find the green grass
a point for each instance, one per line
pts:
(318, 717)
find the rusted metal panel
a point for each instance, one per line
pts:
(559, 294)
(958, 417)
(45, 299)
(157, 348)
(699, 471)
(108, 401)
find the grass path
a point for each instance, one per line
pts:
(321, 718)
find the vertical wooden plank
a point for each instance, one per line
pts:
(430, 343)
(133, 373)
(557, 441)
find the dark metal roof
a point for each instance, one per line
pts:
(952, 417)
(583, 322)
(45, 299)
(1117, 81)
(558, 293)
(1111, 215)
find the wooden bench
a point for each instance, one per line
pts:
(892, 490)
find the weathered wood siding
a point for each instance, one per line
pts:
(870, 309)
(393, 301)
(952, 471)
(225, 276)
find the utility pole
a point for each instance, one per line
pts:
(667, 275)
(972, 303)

○ ○ ○ ○ ○ ○ ○

### What this task involves
Please repeat all the records above exactly as they appear.

### Result below
find the green grass
a point for each instance, one per line
pts:
(318, 717)
find the rusted metal panel
a point for each instance, one per line
pts:
(559, 294)
(958, 417)
(45, 299)
(157, 348)
(699, 471)
(108, 401)
find the grass path
a point for each instance, one per line
pts:
(321, 718)
find the vertical wooden plank
a point for each instance, one per line
pts:
(430, 343)
(133, 373)
(557, 441)
find the dark metal roof
a point for each instance, one per line
pts:
(952, 417)
(583, 322)
(45, 299)
(1117, 81)
(558, 293)
(1111, 215)
find the wooden bench
a point for each instance, one per line
pts:
(892, 490)
find the weathered wood siding
a point for each instance, one per line
pts:
(870, 309)
(393, 301)
(952, 471)
(225, 276)
find the utility pole
a point for each instance, one per line
pts:
(667, 275)
(972, 303)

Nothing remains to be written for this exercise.